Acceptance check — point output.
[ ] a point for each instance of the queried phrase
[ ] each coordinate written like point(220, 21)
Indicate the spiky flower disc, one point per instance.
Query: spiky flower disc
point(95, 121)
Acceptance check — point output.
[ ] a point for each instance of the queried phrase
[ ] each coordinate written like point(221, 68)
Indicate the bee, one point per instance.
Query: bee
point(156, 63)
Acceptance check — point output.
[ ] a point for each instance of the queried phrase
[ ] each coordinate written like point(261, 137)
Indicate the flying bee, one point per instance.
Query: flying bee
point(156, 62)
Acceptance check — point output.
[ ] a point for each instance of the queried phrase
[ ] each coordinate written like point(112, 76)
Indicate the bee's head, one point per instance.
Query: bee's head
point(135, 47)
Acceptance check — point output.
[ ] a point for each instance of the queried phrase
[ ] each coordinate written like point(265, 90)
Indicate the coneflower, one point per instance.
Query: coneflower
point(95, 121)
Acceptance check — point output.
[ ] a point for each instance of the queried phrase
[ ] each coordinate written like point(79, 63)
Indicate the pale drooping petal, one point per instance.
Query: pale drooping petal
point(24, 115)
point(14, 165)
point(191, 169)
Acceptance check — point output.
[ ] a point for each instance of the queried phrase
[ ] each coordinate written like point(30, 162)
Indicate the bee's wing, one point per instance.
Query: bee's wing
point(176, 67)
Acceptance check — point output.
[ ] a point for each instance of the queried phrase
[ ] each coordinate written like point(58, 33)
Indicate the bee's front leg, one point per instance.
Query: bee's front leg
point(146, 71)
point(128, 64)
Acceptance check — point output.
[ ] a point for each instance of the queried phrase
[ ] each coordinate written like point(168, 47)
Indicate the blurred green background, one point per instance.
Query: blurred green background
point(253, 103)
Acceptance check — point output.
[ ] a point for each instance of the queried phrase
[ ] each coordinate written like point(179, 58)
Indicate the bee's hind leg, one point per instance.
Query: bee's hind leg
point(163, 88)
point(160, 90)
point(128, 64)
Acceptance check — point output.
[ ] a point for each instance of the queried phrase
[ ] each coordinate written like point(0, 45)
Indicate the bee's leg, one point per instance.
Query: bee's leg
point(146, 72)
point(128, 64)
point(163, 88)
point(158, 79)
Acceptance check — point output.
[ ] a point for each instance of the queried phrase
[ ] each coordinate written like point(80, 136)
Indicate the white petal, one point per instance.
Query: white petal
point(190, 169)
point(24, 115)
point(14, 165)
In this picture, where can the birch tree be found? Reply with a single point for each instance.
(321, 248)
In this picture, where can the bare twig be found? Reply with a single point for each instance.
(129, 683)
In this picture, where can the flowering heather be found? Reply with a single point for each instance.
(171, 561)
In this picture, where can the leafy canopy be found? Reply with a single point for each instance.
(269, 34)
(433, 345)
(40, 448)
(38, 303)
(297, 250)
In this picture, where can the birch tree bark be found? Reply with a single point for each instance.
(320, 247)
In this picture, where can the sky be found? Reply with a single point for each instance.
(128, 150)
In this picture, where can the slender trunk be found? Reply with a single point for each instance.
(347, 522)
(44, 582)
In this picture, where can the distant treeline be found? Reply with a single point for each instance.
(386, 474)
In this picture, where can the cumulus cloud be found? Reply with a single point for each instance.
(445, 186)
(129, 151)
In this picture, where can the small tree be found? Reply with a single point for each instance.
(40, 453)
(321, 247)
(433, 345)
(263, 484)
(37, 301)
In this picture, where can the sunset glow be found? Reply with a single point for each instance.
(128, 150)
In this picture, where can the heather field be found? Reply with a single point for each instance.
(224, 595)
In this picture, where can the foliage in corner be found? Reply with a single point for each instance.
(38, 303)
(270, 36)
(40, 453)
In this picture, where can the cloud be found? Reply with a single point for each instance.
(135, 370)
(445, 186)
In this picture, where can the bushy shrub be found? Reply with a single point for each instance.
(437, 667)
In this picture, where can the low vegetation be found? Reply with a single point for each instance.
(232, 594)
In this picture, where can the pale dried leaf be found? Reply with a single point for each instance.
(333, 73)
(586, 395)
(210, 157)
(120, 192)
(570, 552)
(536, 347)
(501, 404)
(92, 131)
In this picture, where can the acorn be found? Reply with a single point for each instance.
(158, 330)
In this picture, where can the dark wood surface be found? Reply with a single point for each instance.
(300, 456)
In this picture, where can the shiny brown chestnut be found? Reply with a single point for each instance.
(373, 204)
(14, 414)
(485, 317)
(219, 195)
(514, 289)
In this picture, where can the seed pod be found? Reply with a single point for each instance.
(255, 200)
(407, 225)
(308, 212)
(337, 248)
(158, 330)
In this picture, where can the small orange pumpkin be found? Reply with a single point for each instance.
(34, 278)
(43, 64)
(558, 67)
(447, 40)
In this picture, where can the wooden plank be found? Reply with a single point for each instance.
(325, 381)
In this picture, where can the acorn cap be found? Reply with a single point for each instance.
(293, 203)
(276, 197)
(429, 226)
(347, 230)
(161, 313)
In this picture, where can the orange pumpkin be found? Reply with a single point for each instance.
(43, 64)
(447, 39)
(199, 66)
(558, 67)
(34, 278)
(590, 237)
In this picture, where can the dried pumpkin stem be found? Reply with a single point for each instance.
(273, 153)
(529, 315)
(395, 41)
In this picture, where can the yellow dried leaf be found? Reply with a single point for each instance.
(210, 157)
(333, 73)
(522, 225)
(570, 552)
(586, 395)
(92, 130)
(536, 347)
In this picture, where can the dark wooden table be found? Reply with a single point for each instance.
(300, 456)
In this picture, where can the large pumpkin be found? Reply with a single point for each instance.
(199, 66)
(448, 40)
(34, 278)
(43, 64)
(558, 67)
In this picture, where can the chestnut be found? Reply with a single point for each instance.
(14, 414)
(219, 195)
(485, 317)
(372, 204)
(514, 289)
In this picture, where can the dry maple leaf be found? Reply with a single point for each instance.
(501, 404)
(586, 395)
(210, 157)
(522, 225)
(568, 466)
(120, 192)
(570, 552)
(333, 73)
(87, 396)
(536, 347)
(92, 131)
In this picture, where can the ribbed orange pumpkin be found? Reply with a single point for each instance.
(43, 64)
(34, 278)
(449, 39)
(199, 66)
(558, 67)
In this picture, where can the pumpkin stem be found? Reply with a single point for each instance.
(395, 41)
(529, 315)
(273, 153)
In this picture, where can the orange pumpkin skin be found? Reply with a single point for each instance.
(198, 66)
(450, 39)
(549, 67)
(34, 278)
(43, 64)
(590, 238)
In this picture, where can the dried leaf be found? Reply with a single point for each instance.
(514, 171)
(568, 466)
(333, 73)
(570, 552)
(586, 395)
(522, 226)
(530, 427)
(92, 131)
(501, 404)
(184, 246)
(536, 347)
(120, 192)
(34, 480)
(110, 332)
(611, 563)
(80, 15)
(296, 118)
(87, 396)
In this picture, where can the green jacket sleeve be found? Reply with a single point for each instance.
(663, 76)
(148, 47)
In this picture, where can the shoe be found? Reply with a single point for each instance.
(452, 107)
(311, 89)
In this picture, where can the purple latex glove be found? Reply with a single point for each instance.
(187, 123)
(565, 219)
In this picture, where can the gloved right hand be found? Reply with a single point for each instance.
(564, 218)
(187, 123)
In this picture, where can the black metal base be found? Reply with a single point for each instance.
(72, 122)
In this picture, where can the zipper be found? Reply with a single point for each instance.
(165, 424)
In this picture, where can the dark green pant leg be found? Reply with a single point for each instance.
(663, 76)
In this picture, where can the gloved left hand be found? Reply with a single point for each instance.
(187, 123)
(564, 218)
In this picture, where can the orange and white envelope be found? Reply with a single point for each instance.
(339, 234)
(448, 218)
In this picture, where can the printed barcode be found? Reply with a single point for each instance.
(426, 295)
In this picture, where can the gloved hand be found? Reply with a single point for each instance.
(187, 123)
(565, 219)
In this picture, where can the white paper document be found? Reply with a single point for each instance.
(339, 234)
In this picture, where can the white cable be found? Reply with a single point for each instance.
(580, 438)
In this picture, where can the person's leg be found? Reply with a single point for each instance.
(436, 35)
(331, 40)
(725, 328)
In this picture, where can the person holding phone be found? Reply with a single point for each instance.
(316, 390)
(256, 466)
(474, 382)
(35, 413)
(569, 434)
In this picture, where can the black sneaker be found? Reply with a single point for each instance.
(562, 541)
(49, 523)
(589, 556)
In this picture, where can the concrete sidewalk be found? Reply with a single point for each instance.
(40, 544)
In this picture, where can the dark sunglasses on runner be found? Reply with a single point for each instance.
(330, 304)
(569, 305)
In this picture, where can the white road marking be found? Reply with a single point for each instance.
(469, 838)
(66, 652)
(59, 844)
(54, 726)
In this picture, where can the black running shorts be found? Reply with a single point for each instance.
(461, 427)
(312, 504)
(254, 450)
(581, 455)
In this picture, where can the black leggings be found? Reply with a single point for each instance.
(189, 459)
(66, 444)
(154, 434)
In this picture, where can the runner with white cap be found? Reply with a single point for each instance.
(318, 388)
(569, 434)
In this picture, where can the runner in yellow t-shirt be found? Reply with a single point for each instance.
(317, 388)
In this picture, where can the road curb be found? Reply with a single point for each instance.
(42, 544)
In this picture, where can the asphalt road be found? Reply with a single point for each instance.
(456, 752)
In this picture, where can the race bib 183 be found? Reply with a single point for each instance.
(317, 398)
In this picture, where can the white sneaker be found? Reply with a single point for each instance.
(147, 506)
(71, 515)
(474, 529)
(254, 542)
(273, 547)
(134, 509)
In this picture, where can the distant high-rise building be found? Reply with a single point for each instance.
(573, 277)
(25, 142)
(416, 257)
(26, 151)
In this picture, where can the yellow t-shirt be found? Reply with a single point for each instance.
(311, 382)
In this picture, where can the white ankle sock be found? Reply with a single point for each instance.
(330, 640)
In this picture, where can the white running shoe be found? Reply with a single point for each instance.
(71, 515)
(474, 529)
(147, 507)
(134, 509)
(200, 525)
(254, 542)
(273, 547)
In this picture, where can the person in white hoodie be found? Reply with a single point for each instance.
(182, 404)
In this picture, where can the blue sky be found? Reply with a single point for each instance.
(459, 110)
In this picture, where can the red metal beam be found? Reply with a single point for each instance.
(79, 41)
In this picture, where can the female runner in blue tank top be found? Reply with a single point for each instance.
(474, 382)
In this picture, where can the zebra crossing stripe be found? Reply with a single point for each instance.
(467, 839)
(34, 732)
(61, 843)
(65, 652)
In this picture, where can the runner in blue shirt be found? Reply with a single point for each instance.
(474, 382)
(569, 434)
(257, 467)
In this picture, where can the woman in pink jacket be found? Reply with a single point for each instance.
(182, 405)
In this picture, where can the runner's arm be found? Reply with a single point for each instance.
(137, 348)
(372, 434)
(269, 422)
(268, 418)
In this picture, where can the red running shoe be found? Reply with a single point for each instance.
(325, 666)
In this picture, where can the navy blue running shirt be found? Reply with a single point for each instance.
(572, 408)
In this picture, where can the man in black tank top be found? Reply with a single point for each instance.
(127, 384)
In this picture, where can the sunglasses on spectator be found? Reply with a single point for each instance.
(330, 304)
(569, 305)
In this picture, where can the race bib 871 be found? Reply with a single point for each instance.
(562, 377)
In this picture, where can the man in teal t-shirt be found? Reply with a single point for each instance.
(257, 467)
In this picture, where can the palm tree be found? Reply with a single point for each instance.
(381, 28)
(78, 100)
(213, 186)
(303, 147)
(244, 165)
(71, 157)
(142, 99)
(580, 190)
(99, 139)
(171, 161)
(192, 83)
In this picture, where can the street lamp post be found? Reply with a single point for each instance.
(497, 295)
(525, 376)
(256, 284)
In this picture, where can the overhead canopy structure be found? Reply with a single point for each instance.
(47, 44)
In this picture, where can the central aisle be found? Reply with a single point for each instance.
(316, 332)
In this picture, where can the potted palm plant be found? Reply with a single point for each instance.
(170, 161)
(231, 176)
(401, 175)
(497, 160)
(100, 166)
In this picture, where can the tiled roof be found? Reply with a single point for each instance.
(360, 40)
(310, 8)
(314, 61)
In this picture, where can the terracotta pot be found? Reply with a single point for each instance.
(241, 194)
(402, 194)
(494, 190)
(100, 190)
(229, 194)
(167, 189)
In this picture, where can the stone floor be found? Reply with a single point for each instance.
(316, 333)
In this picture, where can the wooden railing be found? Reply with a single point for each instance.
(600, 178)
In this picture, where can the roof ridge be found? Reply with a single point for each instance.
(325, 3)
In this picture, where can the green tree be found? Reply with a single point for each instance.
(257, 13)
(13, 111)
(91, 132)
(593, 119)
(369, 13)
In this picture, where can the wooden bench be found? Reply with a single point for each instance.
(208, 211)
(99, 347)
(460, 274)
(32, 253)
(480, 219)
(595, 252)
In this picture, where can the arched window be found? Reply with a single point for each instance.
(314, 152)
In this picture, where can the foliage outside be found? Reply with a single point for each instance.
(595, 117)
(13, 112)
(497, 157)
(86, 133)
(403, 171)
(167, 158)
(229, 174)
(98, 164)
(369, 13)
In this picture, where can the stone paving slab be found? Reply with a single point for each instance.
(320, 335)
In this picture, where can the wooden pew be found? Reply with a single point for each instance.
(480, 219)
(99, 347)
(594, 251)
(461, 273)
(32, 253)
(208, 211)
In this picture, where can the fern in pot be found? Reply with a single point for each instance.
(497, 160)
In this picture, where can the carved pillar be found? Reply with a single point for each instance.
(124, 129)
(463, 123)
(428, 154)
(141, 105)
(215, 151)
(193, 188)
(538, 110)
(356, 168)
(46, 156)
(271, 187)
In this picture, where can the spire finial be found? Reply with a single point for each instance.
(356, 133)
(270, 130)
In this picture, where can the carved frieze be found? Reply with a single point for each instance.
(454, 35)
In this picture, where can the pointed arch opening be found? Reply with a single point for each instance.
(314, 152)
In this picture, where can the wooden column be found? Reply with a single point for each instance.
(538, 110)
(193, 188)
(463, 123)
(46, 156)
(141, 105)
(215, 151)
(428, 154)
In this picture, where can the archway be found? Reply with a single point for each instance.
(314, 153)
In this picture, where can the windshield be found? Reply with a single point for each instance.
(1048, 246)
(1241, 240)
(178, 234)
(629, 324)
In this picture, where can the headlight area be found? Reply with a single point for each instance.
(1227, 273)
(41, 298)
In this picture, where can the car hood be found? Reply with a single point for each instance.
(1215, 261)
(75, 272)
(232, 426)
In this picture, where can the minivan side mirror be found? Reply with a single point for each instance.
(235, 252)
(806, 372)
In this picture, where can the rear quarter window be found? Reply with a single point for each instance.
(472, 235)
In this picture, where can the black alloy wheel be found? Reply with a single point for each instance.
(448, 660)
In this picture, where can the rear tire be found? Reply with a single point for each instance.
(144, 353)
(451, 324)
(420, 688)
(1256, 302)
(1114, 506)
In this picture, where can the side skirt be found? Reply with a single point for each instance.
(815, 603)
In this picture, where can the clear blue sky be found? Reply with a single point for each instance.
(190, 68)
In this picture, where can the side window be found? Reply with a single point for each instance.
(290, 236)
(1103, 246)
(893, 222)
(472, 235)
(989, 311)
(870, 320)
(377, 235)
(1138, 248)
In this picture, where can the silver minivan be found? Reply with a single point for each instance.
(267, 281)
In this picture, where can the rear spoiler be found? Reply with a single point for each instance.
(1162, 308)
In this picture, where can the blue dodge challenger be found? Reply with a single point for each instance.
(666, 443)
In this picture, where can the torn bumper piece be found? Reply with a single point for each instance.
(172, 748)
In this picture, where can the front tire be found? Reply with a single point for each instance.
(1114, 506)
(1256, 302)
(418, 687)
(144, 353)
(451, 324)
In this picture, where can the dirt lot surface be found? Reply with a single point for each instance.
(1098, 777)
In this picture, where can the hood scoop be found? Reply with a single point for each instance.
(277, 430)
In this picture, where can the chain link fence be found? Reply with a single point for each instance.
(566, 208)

|---|

# SHORT EXERCISE
Restate the final lines of the listing above word for word, beginning at the line that contains "In this picture, where can the silver".

# CORRECT RESULT
In this picture, where can the silver minivan be found? Reply with a single point for each instance.
(267, 281)
In this picture, where can the rear spoiler be found? Reply with a single point for each instance.
(1162, 308)
In this picture, where can the blue dodge challenger be found? Reply with a single point for each instance.
(666, 443)
In this picture, where can the torn bumper piece be found? Reply with a single point for each instance.
(172, 748)
In this picture, where can the front tire be found? Reply with a single point for each instance.
(1114, 506)
(1256, 302)
(418, 687)
(144, 353)
(451, 324)
In this picture, where can the dirt lot surface be found? Reply with a single point for each instance.
(1098, 777)
In this picture, where can the hood scoop be found? Reply with a single point for each instance.
(277, 430)
In this picture, where can the chain link fence be found? Reply with a single point for each instance.
(566, 208)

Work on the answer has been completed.